* Task to carry out
Reproduce every one of the lines below, requests included, but multiply each x and y coordinate in the answers by 2.05 and round to whole numbers, with halves rounding up. Keep the numbers in the requests and their format samples unchanged, and leave the pictures out.

* Exercise data

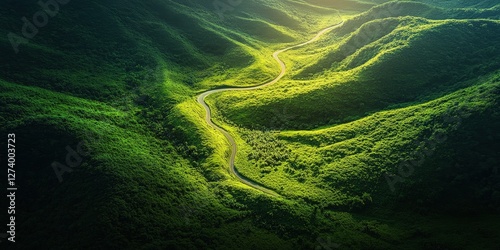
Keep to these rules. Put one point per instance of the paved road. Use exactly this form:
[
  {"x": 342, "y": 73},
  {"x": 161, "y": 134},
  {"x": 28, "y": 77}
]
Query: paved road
[{"x": 234, "y": 146}]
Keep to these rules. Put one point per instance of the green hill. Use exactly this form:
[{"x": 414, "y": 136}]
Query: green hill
[{"x": 382, "y": 135}]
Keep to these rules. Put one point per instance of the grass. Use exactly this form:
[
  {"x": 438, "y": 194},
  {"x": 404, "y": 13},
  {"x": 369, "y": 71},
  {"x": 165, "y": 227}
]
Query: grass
[{"x": 122, "y": 77}]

* Solution for this task
Keep to these rules. Put one point per instance of the paved road. Use exactly this form:
[
  {"x": 342, "y": 73},
  {"x": 161, "y": 134},
  {"x": 28, "y": 77}
]
Query: paved road
[{"x": 480, "y": 299}]
Keep to these rules. Put one point per instance of the green hill. Use exactly this form:
[{"x": 414, "y": 136}]
Query: green hill
[{"x": 783, "y": 277}]
Keep to these rules. Put one point per instance of the grass. Use exactly this form:
[
  {"x": 438, "y": 194},
  {"x": 404, "y": 13},
  {"x": 369, "y": 71},
  {"x": 165, "y": 227}
]
Query: grass
[{"x": 250, "y": 158}]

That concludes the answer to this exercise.